◆ Supplied passage:
____________

Last weekend, I did something completely new for me: I joined a hackathon and spent 48 hours in a hub building a product from scratch with people I had only just met.


I didn’t go in with my own idea, even though I’m the kind of person who always has a dozen concepts floating around. I went with an open heart and a simple goal: to get the experience. I wanted to listen, feel the energy, and see if any pitch genuinely resonated.


And it did — just one.


When the pitching started, most ideas were interesting, but only one clicked. I walked up to Ira, who pitched the initial idea, and we started talking. We aligned on how we both saw the problem and what kind of solution would make sense.


From there, the team formed naturally. A couple of project managers joined. Developers joined. In the end, we were seven people, and it felt surprisingly balanced — the kind of mix you’d intentionally recruit for a real “day one” startup team.


A hackathon forces pace and clarity


There’s no room for vague roles, endless debating, or waiting until the “next meeting.” Within hours, we had a clear problem statement, a direction, and responsibilities. Everyone leaned into what they were best at — product thinking, UX, logic, pitch structure, prototyping, validation, and technical build.


I also found myself organically stepping into the team lead role — something that comes naturally to me. I ended up:

  • organizing standups

  • managing time blocks and priorities

  • keeping the pace up

  • making sure responsibilities were clear

  • shaping the storyline and refining the pitch.


In short: the problem and the prototype


Here’s the core issue we tackled:

SMBs don’t have continuous visibility into short-term cash risk.


Forecasting and “what-if” testing are still mostly spreadsheet-driven — manual, fragmented, and slow. The forecast is almost always behind reality: payments come in late, costs change, tax weeks hit, and payroll lands.


In other words, many businesses don’t fail because they’re unprofitable on paper — they fail because cash timing becomes a silent killer.


Our solution: WhatIF — a “cash assistant” for stress-testing


We built WhatIF Sandbox: a 13-week cashflow stress-testing tool that turns spreadsheet forecasting into something more immediate, visual, and decision-oriented.


The goal wasn’t “another forecast.” The goal was simple: help leadership see runway risk early and test scenarios in minutes — not days.

____________

◆ Record extracts:
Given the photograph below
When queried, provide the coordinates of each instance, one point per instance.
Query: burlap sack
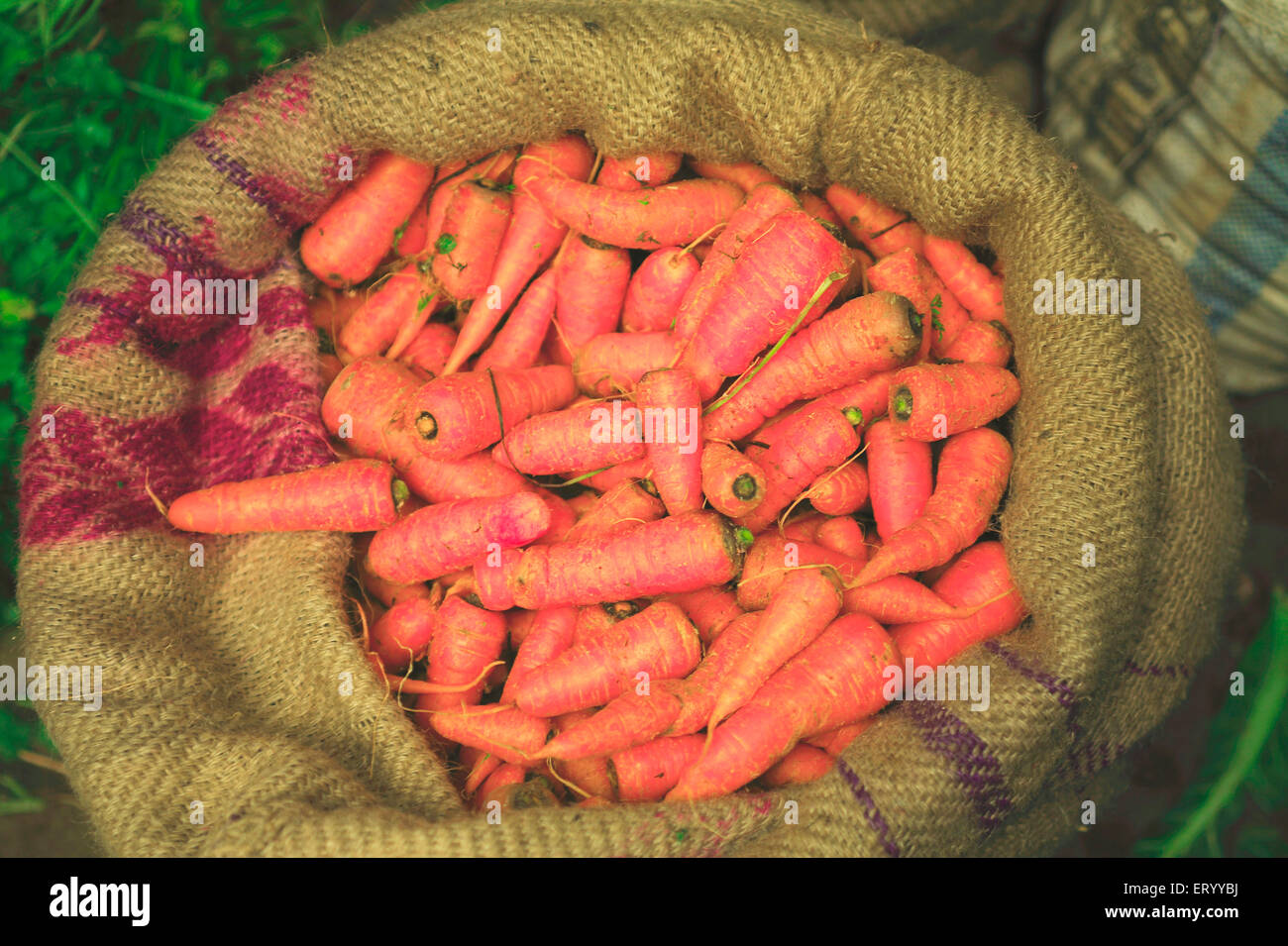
(226, 683)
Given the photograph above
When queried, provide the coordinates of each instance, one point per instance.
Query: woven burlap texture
(226, 683)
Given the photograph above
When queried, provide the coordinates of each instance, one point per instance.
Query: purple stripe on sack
(86, 478)
(1158, 670)
(870, 808)
(978, 770)
(281, 201)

____________

◆ Things to do:
A - Rewrite the paragraph of the hackathon post that opens with Forecasting and “what-if” testing as a short bulleted list that keeps its main facts.
B - Copy everything in the hackathon post from "SMBs don’t have" down to "and payroll lands.".

◆ Worked solutions:
A -
- Forecasting and “what-if” testing are still mostly done in spreadsheets.
- This work is manual, fragmented, and slow.
- The forecast is almost always behind reality: payments come in late, costs change, tax weeks hit, and payroll lands.

B -
SMBs don’t have continuous visibility into short-term cash risk.


Forecasting and “what-if” testing are still mostly spreadsheet-driven — manual, fragmented, and slow. The forecast is almost always behind reality: payments come in late, costs change, tax weeks hit, and payroll lands.